Excerpts from a dataset
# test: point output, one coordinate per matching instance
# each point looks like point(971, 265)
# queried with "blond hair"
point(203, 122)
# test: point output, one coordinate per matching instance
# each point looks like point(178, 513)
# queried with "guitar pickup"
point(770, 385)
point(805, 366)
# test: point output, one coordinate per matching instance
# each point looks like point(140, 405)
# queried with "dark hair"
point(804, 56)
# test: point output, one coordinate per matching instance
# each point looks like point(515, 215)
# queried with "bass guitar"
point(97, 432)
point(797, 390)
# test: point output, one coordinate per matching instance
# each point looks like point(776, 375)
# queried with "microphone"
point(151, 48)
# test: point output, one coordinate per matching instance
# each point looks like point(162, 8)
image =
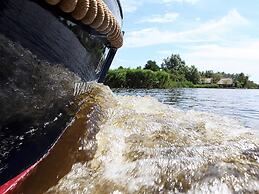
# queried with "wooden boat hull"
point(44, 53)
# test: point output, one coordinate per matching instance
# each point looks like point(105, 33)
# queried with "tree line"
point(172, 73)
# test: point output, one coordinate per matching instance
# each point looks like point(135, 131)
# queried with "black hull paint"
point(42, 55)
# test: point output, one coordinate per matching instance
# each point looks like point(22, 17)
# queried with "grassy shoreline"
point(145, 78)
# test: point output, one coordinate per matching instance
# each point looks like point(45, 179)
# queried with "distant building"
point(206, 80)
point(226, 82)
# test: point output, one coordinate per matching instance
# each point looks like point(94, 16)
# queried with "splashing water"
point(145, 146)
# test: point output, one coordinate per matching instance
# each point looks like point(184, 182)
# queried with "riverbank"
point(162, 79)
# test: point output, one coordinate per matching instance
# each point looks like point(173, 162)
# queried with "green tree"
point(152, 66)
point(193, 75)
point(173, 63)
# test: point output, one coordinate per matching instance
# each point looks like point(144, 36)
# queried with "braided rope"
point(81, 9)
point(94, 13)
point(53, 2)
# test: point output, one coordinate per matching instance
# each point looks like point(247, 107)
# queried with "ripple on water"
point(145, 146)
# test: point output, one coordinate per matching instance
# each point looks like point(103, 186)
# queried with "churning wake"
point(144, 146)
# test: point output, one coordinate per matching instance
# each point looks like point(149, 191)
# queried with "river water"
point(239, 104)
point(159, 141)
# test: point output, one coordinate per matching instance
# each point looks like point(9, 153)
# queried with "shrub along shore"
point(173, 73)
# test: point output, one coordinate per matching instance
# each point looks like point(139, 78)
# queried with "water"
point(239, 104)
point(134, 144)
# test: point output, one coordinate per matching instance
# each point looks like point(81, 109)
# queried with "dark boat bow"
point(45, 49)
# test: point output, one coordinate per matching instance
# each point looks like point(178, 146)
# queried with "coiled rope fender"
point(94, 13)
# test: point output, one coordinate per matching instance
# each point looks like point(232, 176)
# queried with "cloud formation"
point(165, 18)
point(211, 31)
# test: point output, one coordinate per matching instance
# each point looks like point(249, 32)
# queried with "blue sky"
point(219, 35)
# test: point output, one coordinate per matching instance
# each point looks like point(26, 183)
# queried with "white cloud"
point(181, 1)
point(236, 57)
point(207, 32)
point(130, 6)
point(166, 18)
---
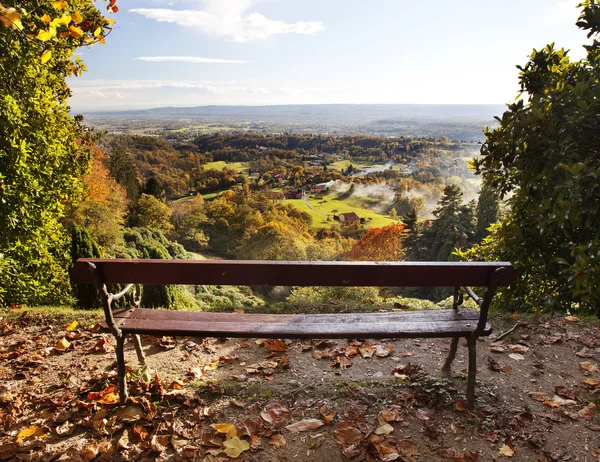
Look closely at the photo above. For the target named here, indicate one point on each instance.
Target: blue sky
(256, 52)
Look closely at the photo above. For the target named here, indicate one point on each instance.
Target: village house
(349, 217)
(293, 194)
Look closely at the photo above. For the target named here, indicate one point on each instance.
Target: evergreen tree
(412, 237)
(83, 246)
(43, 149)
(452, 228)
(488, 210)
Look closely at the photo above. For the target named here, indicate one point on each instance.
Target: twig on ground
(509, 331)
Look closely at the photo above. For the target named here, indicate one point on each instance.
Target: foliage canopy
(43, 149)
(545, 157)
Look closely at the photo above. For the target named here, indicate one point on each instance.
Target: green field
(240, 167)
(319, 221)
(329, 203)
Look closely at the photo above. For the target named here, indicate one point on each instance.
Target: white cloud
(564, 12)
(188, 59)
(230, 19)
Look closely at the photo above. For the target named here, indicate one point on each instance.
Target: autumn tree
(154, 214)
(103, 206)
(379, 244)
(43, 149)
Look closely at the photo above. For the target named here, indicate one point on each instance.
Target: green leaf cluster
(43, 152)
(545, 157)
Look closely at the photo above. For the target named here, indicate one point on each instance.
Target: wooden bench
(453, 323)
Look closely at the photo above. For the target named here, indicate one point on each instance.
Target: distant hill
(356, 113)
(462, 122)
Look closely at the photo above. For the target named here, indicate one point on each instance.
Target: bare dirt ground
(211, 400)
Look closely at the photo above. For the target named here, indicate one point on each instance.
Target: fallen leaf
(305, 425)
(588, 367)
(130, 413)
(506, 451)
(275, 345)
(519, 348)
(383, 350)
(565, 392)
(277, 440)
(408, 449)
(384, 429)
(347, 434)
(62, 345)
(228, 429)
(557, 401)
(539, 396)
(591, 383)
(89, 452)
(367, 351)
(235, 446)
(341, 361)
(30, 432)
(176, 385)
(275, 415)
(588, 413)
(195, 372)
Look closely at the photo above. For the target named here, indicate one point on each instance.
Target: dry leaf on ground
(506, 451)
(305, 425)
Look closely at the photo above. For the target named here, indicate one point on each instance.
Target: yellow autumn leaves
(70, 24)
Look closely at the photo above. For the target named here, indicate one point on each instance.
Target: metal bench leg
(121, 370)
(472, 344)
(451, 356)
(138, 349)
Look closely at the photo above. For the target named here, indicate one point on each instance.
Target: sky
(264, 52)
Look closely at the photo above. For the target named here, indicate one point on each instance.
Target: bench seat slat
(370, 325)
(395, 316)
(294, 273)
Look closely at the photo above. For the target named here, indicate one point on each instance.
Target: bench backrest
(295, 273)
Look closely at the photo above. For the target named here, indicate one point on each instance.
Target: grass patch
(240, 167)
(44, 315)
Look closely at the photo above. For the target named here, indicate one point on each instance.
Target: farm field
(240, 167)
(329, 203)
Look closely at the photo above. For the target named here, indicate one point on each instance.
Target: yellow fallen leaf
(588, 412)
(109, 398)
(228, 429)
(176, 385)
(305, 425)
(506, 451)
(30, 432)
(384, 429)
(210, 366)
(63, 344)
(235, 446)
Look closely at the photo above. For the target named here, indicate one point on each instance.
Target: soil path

Task requirements
In the entries above, every line from the line with "# each point looks like point(162, 8)" to the line with "# each point looks like point(173, 162)" is to be printed exactly, with both ends included and pictures excluded.

Solution
# each point looks like point(162, 8)
image =
# queried with "wooden boat hull"
point(44, 53)
# test: point output, one coordinate per matching instance
# each point looks like point(105, 33)
# queried with "tree line"
point(172, 73)
# test: point output, one coordinate per matching instance
# each point looks like point(135, 131)
# queried with "black hull paint"
point(42, 55)
# test: point output, one coordinate per matching instance
# each point looks like point(22, 17)
# queried with "grassy shoreline"
point(145, 78)
# test: point output, one coordinate per matching instance
# each point looks like point(45, 179)
# queried with "distant building"
point(206, 80)
point(226, 82)
# test: point output, one coordinate per matching instance
# each point looks like point(94, 16)
# queried with "splashing water"
point(145, 146)
# test: point output, one coordinate per matching instance
# each point looks like point(184, 182)
# queried with "riverbank"
point(162, 79)
# test: point output, one coordinate per matching instance
# each point looks like point(173, 162)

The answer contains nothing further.